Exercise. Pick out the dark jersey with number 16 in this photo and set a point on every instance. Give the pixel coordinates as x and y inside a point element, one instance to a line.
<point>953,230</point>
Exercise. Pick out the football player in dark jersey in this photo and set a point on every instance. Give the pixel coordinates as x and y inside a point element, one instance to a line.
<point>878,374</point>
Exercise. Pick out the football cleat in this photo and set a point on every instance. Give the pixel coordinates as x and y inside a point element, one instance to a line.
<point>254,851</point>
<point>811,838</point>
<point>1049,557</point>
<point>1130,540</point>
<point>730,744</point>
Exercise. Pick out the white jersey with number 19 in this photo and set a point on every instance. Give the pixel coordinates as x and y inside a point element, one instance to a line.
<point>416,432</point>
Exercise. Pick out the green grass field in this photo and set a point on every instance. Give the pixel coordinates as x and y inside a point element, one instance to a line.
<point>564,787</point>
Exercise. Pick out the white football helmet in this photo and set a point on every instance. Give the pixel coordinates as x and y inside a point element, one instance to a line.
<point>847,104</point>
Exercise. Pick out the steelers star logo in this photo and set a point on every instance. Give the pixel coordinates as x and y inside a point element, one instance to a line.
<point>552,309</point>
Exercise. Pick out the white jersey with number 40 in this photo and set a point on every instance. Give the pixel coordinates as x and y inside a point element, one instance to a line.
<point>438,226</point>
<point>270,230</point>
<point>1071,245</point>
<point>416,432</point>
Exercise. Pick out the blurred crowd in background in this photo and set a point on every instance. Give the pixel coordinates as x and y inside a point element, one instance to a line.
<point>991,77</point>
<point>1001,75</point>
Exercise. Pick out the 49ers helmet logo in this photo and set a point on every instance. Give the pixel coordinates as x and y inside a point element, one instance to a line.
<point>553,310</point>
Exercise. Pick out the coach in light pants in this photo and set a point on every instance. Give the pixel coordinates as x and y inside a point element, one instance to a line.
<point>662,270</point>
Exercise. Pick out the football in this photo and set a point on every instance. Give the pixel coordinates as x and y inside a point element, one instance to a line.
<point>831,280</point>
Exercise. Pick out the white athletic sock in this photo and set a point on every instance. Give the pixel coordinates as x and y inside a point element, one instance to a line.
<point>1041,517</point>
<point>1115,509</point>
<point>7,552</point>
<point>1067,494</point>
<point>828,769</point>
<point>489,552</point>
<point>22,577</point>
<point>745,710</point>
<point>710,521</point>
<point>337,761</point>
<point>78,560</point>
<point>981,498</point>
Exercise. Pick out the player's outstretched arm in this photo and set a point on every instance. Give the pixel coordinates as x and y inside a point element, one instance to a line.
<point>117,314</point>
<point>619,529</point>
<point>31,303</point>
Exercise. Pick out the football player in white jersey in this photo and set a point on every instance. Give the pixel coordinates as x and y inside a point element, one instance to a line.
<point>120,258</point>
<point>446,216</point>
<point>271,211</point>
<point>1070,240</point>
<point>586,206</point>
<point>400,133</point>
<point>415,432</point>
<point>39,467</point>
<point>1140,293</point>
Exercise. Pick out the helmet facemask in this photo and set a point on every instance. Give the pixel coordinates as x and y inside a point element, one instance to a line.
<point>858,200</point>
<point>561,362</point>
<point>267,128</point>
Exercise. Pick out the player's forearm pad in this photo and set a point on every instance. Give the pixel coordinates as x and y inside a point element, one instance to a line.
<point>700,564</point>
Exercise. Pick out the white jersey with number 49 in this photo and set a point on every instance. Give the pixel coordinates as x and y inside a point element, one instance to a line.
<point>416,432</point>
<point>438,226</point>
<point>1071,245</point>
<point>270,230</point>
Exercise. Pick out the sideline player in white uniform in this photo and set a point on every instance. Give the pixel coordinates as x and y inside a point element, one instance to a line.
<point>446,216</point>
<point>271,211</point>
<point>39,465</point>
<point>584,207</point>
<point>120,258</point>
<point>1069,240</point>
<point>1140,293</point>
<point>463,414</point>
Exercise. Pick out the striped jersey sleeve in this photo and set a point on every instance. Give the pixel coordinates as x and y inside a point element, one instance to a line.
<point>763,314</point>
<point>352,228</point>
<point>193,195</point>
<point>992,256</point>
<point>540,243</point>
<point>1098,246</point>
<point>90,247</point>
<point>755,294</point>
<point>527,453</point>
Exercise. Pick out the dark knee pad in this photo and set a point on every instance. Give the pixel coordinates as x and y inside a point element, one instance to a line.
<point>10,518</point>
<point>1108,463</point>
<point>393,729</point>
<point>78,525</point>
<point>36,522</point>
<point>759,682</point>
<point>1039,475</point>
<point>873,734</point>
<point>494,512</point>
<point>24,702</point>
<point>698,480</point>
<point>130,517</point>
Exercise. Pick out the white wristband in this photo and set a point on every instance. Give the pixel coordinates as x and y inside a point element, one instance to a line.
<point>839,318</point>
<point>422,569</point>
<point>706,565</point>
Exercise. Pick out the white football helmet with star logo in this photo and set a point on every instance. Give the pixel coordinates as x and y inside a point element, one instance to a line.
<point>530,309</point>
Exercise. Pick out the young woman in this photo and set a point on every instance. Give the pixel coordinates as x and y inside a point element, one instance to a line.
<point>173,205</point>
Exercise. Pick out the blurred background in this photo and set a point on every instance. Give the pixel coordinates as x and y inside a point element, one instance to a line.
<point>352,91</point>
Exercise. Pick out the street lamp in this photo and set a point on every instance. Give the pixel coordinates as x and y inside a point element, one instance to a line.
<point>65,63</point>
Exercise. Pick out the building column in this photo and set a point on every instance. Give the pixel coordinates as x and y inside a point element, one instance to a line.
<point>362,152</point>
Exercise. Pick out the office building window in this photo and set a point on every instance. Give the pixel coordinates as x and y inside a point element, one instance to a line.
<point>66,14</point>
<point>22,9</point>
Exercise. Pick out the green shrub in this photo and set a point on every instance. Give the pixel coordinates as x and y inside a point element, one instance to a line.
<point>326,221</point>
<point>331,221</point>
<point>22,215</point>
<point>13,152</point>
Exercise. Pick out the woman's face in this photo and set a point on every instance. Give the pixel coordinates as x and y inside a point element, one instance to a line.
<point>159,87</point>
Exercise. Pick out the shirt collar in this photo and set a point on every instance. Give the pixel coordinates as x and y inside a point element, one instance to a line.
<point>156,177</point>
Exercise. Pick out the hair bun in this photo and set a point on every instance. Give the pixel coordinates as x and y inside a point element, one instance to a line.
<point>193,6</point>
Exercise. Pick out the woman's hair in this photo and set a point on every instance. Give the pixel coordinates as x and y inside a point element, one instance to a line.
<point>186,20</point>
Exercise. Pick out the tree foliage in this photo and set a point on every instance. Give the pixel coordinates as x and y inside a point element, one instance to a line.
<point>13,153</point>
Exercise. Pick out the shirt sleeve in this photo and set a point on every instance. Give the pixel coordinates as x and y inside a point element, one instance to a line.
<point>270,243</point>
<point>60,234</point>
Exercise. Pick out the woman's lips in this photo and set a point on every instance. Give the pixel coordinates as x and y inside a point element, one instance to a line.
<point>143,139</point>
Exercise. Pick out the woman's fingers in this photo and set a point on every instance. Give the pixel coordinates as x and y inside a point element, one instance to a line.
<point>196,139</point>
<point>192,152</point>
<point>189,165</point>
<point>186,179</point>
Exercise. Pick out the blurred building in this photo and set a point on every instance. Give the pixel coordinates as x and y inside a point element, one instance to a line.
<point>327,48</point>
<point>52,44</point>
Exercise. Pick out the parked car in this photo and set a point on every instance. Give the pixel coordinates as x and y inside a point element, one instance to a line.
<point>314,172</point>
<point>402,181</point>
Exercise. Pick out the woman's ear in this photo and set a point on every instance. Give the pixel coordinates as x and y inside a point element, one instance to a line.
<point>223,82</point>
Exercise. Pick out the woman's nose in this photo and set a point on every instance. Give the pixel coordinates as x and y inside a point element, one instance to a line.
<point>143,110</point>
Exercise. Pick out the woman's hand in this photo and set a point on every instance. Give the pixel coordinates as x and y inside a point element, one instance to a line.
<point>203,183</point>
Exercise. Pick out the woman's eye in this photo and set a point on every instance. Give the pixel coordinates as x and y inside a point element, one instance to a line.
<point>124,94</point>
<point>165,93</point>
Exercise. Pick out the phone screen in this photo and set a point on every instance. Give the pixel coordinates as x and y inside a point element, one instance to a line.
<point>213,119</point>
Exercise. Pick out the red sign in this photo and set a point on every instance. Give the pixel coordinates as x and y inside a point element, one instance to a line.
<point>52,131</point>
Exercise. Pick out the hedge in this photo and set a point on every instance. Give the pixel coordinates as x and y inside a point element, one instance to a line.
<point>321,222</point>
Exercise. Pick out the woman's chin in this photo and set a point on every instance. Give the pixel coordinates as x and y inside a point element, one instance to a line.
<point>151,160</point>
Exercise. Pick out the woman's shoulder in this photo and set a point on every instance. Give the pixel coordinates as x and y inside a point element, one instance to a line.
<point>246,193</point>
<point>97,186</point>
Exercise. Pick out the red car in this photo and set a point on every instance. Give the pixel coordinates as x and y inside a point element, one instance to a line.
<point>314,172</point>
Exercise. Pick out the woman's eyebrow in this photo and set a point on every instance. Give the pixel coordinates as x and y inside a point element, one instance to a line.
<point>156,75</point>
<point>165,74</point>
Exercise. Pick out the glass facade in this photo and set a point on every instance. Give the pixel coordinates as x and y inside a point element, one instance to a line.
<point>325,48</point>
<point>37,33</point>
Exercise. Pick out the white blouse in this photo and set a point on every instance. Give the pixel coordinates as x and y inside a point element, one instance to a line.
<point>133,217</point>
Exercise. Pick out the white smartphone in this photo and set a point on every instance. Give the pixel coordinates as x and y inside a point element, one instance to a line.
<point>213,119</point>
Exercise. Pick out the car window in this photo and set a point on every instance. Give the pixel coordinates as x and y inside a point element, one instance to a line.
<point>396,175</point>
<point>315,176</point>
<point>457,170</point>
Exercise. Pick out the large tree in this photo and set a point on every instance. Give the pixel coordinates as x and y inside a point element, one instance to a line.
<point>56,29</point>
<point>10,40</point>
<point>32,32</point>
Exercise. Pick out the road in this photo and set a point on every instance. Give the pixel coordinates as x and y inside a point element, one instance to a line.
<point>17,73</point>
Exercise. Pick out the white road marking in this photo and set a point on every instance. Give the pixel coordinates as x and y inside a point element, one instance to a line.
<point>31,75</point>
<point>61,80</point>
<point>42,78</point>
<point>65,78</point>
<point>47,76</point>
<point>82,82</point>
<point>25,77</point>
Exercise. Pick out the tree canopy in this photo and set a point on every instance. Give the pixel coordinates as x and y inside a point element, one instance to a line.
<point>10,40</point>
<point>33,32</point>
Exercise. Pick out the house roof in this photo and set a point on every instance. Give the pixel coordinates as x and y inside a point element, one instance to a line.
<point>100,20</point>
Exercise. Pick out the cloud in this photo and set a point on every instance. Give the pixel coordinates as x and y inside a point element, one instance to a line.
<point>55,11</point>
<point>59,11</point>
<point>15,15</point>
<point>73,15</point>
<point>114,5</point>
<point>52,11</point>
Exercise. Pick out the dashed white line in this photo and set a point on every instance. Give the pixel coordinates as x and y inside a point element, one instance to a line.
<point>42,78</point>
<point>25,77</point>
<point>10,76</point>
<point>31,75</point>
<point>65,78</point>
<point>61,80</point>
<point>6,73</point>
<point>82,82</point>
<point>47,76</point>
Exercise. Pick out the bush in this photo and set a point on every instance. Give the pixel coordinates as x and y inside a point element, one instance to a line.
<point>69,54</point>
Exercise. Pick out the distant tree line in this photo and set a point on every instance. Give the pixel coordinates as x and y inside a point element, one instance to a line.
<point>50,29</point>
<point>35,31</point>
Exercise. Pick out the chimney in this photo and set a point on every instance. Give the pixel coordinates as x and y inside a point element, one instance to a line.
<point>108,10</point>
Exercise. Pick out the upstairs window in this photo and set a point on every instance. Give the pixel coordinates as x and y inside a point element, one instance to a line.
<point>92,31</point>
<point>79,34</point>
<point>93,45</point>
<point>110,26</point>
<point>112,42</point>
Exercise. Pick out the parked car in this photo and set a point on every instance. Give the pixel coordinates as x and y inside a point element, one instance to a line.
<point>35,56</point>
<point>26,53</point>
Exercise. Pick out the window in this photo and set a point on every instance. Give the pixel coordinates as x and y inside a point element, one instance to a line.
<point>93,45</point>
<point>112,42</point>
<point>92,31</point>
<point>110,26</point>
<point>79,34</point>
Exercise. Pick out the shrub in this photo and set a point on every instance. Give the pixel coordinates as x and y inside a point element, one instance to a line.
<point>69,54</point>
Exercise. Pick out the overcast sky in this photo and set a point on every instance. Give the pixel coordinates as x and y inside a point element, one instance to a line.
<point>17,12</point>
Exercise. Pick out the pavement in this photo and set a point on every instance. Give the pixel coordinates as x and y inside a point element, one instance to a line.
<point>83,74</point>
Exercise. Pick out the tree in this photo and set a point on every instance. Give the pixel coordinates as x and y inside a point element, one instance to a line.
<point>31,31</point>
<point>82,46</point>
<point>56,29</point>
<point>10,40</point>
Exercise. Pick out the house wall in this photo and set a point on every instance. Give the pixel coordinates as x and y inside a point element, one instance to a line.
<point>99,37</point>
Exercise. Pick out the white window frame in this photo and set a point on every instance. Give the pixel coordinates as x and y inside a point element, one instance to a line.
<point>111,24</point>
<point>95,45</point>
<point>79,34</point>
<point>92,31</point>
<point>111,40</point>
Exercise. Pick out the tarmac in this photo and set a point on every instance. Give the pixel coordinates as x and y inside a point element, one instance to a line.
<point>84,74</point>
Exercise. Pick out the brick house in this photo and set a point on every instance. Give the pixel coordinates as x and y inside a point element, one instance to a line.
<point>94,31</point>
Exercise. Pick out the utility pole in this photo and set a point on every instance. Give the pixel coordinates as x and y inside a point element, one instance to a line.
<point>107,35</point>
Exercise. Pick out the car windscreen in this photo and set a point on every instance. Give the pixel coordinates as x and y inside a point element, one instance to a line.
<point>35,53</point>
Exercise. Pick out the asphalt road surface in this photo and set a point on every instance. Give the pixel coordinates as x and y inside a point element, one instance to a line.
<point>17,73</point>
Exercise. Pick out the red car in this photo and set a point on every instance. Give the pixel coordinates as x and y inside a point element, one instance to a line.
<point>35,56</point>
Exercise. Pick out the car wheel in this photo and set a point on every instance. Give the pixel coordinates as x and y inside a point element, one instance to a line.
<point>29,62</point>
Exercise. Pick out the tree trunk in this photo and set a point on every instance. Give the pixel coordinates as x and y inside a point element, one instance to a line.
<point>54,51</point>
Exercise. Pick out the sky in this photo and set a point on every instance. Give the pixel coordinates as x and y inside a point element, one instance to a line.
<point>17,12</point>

▬▬▬

Write out, word for word, every line from the one containing "Exercise. Pick out the asphalt" through the last line of the records above.

* Response *
Exercise. Pick out the asphalt road surface in this photo and set a point on every instance. Give the pixel coordinates as x and y inside a point element, one instance to a line.
<point>17,73</point>
Exercise. Pick out the red car in this photo and set a point on every instance. Give the pixel coordinates as x and y inside a point element, one instance to a line.
<point>35,56</point>
Exercise. Pick out the car wheel in this photo and set a point on every instance. Give the pixel coordinates as x and y inside a point element, one instance to a line.
<point>29,62</point>
Exercise. Pick out the tree trunk in this photo and set a point on every instance. Give the pixel coordinates as x and y inside a point element, one instance to a line.
<point>54,51</point>
Exercise. Pick out the sky in this photo and set a point on every instance. Give the pixel coordinates as x and y inside a point element, one instance to a line.
<point>17,12</point>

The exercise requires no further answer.